PROBLEM STATEMENT:
Locate every line in the listing below that contains the word "airplane", and copy each of those lines. Case counts.
[start of STORED DATA]
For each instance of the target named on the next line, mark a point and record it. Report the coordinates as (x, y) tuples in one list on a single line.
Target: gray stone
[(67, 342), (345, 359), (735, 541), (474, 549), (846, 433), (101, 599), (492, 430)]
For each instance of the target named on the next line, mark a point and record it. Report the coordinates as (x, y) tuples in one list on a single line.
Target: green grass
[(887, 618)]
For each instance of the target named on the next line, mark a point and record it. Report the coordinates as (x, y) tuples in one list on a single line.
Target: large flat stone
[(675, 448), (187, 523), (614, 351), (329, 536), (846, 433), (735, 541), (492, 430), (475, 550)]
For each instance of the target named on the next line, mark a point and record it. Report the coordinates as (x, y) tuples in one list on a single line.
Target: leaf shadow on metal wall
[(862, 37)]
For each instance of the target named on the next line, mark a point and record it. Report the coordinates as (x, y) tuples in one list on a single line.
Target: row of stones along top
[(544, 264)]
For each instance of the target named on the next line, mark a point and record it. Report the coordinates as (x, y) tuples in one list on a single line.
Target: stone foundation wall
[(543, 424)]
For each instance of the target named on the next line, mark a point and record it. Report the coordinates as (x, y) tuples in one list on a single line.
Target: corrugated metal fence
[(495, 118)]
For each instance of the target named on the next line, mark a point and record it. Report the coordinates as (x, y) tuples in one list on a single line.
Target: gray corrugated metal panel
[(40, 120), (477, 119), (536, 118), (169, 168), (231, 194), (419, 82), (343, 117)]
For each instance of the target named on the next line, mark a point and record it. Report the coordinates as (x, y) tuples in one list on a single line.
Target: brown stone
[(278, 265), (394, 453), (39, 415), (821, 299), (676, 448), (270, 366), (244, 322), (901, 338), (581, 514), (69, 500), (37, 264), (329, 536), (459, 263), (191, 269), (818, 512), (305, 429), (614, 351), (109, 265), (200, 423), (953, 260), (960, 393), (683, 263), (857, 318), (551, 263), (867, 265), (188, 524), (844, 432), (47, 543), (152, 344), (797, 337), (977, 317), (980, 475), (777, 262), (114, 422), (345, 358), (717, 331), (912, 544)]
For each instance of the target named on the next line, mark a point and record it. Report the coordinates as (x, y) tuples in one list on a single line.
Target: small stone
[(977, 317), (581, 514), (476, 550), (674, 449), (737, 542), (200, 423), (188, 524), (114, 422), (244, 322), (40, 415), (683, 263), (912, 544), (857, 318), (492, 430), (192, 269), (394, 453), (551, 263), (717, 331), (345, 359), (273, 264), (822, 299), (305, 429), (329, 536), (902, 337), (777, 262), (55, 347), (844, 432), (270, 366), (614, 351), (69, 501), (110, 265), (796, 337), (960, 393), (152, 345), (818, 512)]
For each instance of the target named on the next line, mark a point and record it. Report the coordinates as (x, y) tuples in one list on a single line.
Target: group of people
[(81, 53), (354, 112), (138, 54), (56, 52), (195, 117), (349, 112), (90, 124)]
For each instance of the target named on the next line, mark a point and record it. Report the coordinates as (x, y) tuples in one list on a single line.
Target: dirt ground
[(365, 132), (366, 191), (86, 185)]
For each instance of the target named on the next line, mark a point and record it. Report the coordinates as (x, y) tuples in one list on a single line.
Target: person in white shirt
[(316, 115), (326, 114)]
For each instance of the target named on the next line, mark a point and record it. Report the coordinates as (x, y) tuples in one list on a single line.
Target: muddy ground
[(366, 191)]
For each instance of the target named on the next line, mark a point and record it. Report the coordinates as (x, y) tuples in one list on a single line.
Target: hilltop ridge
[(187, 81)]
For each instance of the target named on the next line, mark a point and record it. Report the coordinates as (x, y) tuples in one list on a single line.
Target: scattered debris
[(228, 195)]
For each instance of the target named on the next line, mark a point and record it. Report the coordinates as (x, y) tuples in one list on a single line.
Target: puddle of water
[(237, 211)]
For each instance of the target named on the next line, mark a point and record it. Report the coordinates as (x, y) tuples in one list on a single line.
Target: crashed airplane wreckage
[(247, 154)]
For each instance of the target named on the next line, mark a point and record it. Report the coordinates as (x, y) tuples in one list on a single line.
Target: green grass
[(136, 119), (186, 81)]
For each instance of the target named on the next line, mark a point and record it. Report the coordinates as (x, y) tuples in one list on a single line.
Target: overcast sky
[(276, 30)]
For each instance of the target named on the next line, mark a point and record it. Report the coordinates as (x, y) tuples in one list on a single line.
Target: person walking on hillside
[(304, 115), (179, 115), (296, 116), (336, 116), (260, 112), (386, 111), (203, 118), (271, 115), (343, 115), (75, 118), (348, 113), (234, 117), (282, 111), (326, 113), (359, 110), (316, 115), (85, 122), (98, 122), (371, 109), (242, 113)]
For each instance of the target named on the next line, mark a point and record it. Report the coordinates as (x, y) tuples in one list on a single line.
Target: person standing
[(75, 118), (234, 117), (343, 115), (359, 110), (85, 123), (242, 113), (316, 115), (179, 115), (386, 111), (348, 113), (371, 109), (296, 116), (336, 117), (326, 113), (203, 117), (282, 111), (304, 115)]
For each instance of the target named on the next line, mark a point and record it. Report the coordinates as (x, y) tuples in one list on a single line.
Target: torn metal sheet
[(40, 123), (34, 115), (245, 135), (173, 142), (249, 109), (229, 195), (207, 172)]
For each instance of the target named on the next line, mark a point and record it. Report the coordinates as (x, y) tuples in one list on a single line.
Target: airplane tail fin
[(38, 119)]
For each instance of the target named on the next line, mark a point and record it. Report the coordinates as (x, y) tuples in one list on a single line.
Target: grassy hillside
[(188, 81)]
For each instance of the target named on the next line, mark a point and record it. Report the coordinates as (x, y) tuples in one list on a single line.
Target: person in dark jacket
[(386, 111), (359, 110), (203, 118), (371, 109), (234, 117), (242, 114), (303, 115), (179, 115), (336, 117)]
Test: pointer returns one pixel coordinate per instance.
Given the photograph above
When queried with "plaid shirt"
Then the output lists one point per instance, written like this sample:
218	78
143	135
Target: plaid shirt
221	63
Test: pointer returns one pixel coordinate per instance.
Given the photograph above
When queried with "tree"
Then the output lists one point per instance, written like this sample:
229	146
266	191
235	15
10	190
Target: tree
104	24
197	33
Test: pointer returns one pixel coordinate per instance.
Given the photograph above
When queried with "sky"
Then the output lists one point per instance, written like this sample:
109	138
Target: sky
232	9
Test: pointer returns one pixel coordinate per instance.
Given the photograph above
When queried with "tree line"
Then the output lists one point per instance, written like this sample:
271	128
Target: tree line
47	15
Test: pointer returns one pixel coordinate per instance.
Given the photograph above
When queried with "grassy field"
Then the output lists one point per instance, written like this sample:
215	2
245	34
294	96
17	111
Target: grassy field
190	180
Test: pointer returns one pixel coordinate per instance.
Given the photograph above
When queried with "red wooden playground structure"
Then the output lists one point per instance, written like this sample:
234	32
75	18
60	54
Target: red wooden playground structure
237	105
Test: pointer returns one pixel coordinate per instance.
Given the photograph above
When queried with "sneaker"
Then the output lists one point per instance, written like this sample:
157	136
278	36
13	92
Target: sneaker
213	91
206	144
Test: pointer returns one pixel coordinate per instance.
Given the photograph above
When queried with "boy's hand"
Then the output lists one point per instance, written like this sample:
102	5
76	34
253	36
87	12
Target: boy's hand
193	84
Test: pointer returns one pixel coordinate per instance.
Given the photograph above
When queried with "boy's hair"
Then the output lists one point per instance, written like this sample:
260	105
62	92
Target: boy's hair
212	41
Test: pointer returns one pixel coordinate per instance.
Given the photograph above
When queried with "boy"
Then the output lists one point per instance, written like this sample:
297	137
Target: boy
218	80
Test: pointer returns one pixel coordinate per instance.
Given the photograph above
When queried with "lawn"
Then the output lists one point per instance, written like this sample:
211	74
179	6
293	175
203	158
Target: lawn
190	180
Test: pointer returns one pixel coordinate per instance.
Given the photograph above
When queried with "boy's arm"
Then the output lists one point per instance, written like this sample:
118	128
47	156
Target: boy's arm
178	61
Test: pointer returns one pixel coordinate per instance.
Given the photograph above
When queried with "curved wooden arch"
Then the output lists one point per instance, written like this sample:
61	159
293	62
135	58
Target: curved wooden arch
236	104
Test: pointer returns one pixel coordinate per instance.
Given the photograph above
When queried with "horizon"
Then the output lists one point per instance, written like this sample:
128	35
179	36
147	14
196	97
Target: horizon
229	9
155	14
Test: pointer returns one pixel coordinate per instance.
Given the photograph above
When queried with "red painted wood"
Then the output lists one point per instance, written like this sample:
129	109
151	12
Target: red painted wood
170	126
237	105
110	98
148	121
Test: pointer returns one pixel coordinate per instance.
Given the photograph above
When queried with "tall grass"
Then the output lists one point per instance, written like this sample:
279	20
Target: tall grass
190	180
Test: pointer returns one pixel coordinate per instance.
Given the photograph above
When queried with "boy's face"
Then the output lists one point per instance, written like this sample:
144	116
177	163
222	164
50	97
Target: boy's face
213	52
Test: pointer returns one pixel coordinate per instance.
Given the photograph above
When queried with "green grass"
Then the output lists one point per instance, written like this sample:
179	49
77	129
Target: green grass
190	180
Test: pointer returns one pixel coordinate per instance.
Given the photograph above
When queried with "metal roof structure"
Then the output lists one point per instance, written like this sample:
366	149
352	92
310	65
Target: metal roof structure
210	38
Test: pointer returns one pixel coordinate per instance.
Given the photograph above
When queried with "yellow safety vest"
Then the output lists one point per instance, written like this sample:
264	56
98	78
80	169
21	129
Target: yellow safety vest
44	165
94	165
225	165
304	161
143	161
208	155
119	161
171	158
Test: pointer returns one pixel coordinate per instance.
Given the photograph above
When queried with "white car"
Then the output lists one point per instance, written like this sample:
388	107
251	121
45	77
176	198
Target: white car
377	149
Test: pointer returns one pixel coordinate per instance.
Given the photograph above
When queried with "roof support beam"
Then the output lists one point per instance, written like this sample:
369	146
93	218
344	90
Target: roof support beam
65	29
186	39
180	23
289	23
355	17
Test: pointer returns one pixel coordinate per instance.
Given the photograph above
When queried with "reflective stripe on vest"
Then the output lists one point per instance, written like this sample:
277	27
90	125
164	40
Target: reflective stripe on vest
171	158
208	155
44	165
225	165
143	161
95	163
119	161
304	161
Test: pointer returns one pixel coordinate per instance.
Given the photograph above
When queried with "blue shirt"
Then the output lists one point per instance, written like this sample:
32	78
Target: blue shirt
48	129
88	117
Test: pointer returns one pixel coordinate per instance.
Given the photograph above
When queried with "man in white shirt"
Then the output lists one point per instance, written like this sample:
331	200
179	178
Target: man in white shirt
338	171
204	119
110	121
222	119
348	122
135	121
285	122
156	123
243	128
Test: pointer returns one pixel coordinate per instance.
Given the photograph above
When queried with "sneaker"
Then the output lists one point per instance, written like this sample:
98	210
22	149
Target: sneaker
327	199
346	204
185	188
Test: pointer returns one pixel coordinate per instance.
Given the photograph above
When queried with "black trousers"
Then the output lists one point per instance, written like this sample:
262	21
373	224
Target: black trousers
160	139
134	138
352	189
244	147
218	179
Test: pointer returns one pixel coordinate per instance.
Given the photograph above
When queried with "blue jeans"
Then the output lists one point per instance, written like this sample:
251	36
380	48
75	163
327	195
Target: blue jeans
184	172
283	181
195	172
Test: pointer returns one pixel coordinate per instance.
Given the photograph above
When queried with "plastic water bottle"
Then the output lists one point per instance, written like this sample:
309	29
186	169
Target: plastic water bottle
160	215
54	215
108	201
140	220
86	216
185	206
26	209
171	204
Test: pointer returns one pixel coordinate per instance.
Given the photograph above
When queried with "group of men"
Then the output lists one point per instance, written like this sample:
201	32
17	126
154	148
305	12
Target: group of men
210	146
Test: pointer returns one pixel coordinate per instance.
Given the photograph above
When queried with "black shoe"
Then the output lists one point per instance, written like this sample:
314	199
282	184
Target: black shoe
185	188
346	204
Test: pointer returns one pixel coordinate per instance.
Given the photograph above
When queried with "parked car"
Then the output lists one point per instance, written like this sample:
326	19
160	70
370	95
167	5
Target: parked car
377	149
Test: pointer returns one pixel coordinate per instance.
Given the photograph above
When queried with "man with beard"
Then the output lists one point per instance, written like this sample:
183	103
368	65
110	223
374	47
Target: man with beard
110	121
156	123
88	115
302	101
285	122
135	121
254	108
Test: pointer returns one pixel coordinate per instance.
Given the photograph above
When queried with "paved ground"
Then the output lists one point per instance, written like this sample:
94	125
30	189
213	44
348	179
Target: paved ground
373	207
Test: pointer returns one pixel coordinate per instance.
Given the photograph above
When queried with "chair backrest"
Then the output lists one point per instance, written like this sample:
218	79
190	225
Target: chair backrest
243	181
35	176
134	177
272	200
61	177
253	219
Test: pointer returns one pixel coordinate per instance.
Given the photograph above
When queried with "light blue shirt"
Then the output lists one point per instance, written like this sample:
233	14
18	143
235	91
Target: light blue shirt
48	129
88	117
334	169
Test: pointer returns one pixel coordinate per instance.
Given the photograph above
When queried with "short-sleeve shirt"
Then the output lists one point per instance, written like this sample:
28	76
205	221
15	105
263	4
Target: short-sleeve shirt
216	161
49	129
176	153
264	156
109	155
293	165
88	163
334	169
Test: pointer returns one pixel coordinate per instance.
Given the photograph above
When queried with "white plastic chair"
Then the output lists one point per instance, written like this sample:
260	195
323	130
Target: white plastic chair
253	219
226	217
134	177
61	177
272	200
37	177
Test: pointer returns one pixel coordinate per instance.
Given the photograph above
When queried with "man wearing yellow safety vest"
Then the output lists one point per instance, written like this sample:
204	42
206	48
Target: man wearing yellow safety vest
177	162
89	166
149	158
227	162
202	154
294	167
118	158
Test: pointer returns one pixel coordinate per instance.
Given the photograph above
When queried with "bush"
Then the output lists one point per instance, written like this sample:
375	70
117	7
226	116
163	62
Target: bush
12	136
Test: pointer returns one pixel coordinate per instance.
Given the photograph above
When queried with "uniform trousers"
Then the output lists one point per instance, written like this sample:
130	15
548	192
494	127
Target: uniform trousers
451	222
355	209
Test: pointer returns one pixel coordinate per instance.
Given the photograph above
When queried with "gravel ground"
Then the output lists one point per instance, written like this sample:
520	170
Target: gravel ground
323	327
[end of STORED DATA]
ANSWER TO THE PROBLEM:
Target: crashed airplane wreckage
Target: airplane tail fin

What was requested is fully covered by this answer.